Problem to solve. Return every line of the data below that contains the string "rear", matching its case exactly.

Exercise material.

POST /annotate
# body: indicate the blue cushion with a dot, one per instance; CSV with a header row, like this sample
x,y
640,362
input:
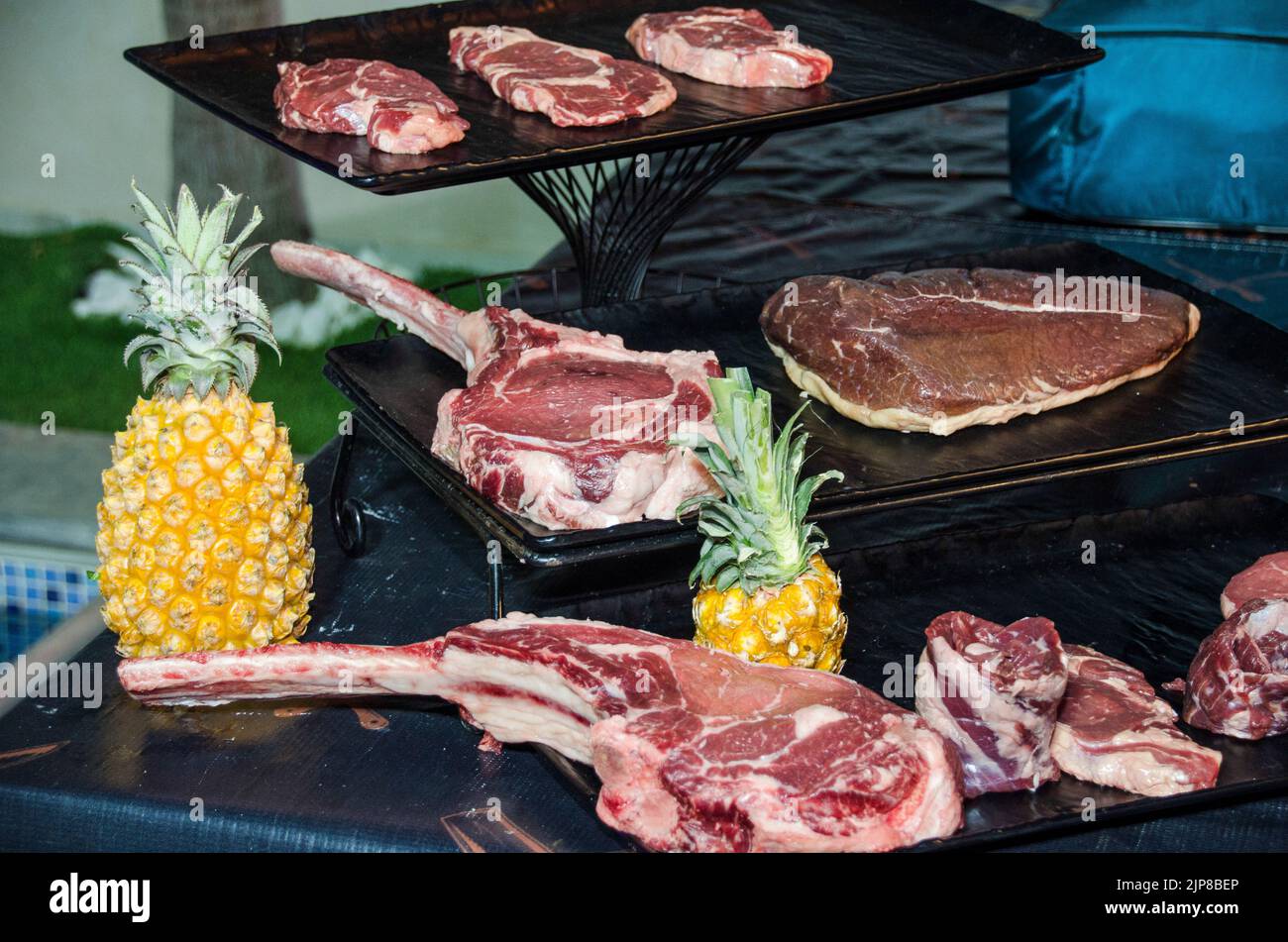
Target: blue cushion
x,y
1149,134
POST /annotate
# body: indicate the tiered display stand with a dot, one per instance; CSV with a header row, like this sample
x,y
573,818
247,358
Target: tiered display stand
x,y
889,54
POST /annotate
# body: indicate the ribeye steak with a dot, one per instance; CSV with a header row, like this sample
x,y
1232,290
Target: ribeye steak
x,y
563,426
941,349
1237,682
1266,577
728,47
572,86
398,110
993,691
1115,731
697,751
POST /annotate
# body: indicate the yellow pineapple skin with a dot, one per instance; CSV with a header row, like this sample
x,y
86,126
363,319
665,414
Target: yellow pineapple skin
x,y
800,624
205,529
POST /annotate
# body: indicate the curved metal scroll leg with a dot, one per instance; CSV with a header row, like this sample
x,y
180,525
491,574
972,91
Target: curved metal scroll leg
x,y
496,576
348,515
616,213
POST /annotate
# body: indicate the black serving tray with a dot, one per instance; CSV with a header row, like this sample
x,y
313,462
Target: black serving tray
x,y
1149,598
889,54
1235,365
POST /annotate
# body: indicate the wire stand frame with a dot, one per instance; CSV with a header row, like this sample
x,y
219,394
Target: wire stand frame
x,y
614,213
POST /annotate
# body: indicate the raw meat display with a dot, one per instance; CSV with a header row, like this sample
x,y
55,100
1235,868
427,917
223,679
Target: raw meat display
x,y
697,751
398,110
1237,682
572,86
1266,577
993,692
562,426
728,47
1115,731
943,349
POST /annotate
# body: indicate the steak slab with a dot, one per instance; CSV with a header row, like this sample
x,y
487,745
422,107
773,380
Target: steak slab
x,y
1237,682
1266,577
1115,731
943,349
728,47
995,691
562,426
399,111
697,751
572,86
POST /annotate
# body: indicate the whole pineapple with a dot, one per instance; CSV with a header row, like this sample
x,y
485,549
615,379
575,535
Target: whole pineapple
x,y
765,592
205,528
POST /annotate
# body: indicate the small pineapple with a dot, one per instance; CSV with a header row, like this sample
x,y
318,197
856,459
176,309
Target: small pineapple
x,y
765,592
205,528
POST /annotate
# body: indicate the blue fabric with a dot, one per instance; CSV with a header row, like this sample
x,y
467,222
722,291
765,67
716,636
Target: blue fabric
x,y
1147,134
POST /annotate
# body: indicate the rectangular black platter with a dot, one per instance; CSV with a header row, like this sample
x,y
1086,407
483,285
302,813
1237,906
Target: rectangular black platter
x,y
889,54
1235,365
1149,598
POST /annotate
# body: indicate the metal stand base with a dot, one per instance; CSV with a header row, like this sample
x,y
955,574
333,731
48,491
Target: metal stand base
x,y
616,213
348,521
348,515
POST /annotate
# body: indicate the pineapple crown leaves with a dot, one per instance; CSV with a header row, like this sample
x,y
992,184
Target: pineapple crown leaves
x,y
756,534
204,319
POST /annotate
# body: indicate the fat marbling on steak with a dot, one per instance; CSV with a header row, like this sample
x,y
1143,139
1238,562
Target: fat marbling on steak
x,y
398,110
566,427
995,691
1115,731
1266,577
697,751
728,47
943,349
572,86
1237,682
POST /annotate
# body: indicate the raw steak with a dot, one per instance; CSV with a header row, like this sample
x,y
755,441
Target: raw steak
x,y
993,692
1237,682
572,86
1115,731
1266,577
941,349
697,749
728,47
562,426
398,110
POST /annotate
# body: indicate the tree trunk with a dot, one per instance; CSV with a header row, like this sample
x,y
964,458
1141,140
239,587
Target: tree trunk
x,y
207,151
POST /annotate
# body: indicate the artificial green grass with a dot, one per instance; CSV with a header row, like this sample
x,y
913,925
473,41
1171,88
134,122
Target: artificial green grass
x,y
59,364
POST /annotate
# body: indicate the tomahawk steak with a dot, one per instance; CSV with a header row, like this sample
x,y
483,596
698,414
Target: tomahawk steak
x,y
1115,731
943,349
728,47
1266,577
697,751
1237,682
572,86
563,426
398,110
993,692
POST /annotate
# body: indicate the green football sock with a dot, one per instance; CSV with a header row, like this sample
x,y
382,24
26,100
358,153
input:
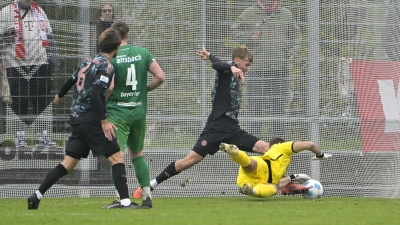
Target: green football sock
x,y
142,171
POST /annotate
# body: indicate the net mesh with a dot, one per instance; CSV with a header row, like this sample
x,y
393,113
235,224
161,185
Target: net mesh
x,y
325,71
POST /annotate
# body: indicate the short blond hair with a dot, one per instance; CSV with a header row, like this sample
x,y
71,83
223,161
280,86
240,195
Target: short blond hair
x,y
242,52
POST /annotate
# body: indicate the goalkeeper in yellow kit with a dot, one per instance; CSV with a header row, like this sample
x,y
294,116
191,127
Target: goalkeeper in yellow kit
x,y
263,176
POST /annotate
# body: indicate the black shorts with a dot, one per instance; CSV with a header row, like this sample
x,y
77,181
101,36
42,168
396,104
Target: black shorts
x,y
90,136
223,130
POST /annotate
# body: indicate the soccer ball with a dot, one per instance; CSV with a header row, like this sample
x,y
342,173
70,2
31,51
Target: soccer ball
x,y
315,192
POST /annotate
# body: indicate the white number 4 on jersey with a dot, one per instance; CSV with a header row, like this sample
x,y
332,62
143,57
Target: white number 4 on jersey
x,y
131,77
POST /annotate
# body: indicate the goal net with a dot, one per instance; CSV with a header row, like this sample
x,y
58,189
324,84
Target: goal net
x,y
324,71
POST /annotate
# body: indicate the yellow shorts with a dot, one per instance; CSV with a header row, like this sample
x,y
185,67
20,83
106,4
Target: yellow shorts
x,y
257,177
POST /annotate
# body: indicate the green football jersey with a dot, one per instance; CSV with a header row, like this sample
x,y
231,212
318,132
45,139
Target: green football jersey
x,y
128,100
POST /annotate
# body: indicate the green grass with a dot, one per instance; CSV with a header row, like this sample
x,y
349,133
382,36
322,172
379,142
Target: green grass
x,y
243,210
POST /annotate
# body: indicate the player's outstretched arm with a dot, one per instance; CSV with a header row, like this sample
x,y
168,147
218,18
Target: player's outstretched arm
x,y
158,76
299,146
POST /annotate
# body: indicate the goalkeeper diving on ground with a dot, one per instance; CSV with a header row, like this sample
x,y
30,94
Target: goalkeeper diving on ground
x,y
263,176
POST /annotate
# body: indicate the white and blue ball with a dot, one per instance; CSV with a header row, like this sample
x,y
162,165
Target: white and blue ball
x,y
315,192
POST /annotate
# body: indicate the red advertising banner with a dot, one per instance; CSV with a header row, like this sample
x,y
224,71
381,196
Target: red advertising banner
x,y
377,87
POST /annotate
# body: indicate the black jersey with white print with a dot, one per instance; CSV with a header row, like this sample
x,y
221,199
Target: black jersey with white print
x,y
226,95
91,82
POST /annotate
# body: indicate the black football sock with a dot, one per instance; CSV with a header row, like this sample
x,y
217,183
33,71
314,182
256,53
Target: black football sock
x,y
120,180
168,172
52,177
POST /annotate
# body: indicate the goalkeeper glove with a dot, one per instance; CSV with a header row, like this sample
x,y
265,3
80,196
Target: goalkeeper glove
x,y
322,156
301,178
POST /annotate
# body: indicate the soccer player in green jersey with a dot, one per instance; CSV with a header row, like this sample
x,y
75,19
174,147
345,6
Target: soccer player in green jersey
x,y
127,103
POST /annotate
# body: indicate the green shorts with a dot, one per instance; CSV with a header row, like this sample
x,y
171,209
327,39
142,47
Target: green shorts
x,y
130,133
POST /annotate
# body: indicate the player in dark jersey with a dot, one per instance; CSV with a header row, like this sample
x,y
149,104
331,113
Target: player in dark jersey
x,y
127,104
222,123
91,130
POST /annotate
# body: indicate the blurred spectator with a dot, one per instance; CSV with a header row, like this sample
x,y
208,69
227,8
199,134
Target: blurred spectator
x,y
272,35
27,36
103,19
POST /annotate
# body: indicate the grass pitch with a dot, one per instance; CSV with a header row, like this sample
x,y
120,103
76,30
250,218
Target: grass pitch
x,y
239,210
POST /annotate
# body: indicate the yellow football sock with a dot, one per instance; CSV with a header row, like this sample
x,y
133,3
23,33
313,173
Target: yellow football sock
x,y
242,159
264,190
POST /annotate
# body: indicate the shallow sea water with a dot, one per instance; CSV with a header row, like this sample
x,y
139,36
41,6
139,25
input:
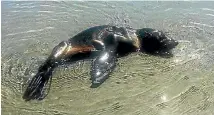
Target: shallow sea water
x,y
141,84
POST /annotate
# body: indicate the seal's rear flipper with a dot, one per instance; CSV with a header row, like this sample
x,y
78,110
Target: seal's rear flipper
x,y
102,66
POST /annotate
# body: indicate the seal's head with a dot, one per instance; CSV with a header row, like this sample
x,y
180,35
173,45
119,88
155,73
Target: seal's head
x,y
155,42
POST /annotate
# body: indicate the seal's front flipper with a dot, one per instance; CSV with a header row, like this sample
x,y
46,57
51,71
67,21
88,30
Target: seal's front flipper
x,y
37,86
102,66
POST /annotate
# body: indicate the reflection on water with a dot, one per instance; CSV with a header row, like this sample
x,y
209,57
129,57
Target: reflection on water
x,y
141,84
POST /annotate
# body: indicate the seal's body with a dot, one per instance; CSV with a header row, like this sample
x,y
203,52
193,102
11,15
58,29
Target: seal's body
x,y
106,40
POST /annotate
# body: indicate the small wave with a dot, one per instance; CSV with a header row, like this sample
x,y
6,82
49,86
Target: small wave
x,y
206,25
45,11
168,9
82,6
210,15
207,9
30,31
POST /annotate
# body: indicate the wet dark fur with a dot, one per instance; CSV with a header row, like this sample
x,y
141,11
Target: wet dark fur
x,y
151,41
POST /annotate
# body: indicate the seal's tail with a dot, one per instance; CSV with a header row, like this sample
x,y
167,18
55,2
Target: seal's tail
x,y
37,86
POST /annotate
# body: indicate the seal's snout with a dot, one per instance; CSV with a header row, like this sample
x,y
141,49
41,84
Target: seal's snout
x,y
172,43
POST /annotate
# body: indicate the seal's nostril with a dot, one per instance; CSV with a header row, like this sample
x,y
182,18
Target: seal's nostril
x,y
176,43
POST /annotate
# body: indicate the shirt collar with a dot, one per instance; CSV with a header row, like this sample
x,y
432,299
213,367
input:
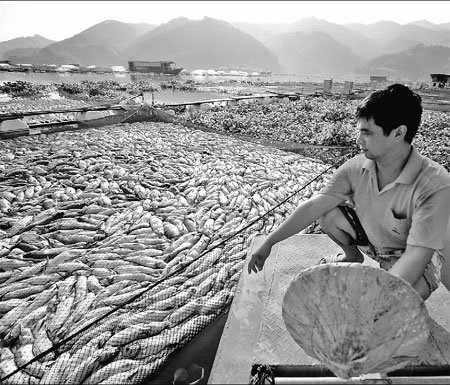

Task answer.
# body: indicate the seal's rear flipper with a dot, one per instance; CSV with a header row, like this sample
Target: seal's rear flipper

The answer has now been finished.